DOCUMENT SECTION:

Segment Open

Commented • January 25, 2020

Hi Chris and Mark, I LOVED this podcast and diving into the importance of the subjective exam! I also have been inspired by the work of Atul Gawande's "Checklist Manifesto" and have applied that reasoning to creating PT evaluation "checklists" to facilitate some of the similar points that you mention: keeping a logical flow and structure for an exam, asking comprehensive red flag screening questions, guiding a systematic decision making process and allowing for "checking" and self-reflection after patient evaluations to assess whether my clinical thought process for diagnosis and treatment followed a rational progression (also as a teaching tool for students learning exam skills). Would love your feedback on how I apply this and if you find these checklists useful (Below are 2 links to blog posts that I wrote specifically about these ideas, and within are links to my checklists): Thanks very much for sharing your experience and expertise! Best, Leda

Jon Waxham

Commented • January 24, 2020

Heidi, I appreciate you sharing your thoughts. I share in your frustration and certainly agree we need to think creatively and be pro-active when evaluating the administrative side of things and our commitment to high level documentation. I also agree that patient advocacy is the primary driver of change for an organization like CMS. My greatest frustration is that this seems fairly obvious, however the APTA has done nothing to communicate these changes to the patients directly other than social media. Drug companies long ago realized that they needed to cut out the middle man and make the case for their products directly to the consumer. As a result, every other commercial these days is from a drug manufacturer, so now patients go into the doctor's office asking about these drugs instead of waiting for the doctor's suggestion that they might help. We wouldn't still be bombarded by drug ads if they weren't effective. I can't understand why the APTA has not used some of it's marketing budget to speak directly to consumers about our services so patients were educated about the benefits of physical therapy, so they were aware how CMS policies will affect their care and can get directly involved, so when they went in to see the doctor because of neck pain or balance issues that they are the ones asking to go to PT. You point out that we must think proactively and advocate, but when productivity requirements continue to go up and more personal time is spent on documentation we need to rely on our professional association. I feel it is time that they consider some forward thinking and radical changes to the way they do business. I refer to the old adage that doing what you have always done and expecting a different result is the definition of insanity. The APTA needs to change their methods and communicate directly with our current and future patients if we are to stop this steady decline in reimbursement and spread the word about the benefits of physical therapy care.

Segment Closed

(Stored data)
Segment Open

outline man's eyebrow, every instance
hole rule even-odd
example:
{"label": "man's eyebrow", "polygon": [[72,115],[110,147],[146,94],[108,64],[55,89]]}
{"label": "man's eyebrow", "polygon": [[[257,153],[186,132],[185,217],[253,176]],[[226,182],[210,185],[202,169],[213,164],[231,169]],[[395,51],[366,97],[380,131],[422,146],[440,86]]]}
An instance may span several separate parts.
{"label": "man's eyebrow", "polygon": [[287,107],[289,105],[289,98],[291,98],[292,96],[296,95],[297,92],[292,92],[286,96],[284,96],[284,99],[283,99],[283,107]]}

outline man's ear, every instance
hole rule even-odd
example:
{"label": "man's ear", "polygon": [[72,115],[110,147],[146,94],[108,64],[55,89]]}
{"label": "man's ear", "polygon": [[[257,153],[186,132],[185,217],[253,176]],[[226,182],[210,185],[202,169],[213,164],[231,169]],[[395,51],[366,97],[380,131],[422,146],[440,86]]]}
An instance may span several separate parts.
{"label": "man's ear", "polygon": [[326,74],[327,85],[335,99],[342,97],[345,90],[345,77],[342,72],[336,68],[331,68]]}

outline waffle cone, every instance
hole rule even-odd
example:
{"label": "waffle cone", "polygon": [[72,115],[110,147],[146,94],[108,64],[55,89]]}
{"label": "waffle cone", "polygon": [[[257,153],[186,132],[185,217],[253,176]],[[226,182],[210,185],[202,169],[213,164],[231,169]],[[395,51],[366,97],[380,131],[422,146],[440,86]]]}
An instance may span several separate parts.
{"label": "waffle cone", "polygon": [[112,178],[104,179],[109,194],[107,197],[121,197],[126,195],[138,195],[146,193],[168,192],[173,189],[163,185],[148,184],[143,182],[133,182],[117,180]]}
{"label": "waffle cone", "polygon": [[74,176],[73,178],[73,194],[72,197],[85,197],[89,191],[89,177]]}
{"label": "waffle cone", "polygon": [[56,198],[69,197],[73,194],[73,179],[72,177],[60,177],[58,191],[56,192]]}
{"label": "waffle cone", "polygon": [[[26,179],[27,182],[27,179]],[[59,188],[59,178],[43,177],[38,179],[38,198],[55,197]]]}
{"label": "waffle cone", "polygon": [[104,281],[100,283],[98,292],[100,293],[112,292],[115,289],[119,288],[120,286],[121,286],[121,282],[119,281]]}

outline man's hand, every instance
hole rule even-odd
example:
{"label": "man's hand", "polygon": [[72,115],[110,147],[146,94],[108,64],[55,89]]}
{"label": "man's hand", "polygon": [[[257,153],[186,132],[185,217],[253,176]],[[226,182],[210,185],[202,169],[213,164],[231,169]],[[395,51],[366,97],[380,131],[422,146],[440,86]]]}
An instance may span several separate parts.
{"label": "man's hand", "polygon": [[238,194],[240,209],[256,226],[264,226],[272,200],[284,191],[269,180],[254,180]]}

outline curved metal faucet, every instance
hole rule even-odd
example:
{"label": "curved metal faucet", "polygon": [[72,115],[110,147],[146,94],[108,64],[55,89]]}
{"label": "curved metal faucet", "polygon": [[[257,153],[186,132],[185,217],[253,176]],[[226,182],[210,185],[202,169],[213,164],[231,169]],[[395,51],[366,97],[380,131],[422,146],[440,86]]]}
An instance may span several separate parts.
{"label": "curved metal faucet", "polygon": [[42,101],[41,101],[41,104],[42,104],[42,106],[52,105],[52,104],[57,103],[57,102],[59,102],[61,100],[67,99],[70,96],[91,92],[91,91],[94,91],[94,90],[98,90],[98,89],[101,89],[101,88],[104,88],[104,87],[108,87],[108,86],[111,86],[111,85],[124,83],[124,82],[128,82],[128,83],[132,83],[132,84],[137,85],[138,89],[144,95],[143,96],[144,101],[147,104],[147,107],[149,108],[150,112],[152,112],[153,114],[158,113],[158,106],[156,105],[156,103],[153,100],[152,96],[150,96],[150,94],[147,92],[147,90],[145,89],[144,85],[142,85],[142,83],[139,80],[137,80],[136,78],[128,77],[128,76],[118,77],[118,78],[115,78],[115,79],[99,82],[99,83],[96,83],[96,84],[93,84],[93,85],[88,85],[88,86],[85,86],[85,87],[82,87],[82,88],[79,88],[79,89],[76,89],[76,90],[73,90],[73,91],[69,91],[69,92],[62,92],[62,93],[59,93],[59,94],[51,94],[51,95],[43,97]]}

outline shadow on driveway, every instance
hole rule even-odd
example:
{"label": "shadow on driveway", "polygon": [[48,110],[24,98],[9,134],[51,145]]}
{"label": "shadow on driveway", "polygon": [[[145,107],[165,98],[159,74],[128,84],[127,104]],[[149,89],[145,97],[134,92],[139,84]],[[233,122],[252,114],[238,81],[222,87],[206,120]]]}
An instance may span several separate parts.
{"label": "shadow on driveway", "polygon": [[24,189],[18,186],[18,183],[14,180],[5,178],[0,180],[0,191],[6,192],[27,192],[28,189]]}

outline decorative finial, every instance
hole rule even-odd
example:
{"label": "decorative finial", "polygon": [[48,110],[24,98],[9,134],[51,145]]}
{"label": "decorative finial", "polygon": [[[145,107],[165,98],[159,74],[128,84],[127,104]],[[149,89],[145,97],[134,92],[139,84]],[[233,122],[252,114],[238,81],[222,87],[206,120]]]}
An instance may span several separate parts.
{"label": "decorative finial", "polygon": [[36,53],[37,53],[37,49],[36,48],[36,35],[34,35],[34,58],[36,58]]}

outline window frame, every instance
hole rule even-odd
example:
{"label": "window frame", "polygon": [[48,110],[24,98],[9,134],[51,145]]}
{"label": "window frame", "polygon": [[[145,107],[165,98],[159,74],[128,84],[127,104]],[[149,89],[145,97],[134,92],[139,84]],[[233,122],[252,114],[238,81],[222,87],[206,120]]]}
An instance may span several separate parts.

Segment Closed

TASK LIST:
1 - Answer these questions from the comments above:
(a) Whose work inspired the PT evaluation checklists?
(b) Other than social media, what has the APTA done to communicate these changes directly to patients?
(c) What did drug companies realize long ago?
2 - According to the comments above, why do physical therapists need to rely on their professional association for advocacy?

OUTPUTS FOR THE TASKS:
1 -
(a) Atul Gawande's "Checklist Manifesto."
(b) Nothing.
(c) That they needed to cut out the middle man and make the case for their products directly to the consumer.

2 - Productivity requirements keep rising, and therapists spend more of their personal time on documentation. That leaves them less able to do the proactive advocacy themselves.